== 页面

TOJ3031: Multiple bfs

3031: Multiple 

Time Limit(Common/Java):2000MS/6000MS     Memory Limit:65536KByte
Total Submit: 60            Accepted:10

Description

a program that, given a natural number N between 0 and 4999 (inclusively), and M distinct decimal digits X1,X2..XM (at least one), finds the smallest strictly positive multiple of N that has no other digits besides X1,X2..XM (if such a multiple exists).

Input

The input has several data sets separated by an empty line, each data set having the following format:

On the first line - the number N
On the second line - the number M
On the following M lines - the digits X1,X2..XM.

Output

For each data set, the program should write to standard output on a single line the multiple, if such a multiple exists, and 0 otherwise.

An example of input and output:

Sample Input

22 3 7 0 1 2 1 1

Sample Output

110 0

Source

Southeastern Europe 2000

这个题目可能没那么爽啊，就是给你m个数字，然后用这些数字就构造n的倍数

首先肯定贪心取啊，然后就是大数取余，所以这个时候同余的，然后bfs就完了

 

#include<stdio.h>
#include<string.h>
#include<algorithm>
const int N=5005;
struct T
{
    int res,pre,digit;
} q[N],t;
int n,m,a[20];
bool vis[N];
void print (int x)

====
== 所示数据

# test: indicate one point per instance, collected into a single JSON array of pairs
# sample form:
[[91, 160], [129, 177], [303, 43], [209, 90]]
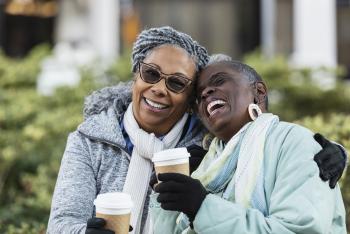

====

必做任务>
(A) 在倍数题页面里，N 的取值范围是多少？
(B) 从倍数题页面停下的地方接着往下写。

任务答案>
(A) 0 到 4999（含两端）。

(B)
{
    if(q[x].pre==-1)return;
    print(q[x].pre),printf("%d",q[x].digit);
}
int bfs()
{
    q[0]= {0,-1,0},memset(vis,0,sizeof vis);
    int tot=0,lst=1;
    while(tot<lst)
    {
        t=q[tot];
        for(int i=0,t1; i<m; i++)
        {
            t1=(t.res*10+a[i])%n;
            if(!a[i]&&t.pre==-1)continue;
            if(!vis[t1])vis[t1]=1,q[lst++]= {t1,tot,a[i]};
            if(!t1)
            {
                print(lst-1),printf("\n");
                return 1;
            }
        }
        tot++;
    }
    return 0;
}

int main()
{
    while(~scanf("%d%d",&n,&m))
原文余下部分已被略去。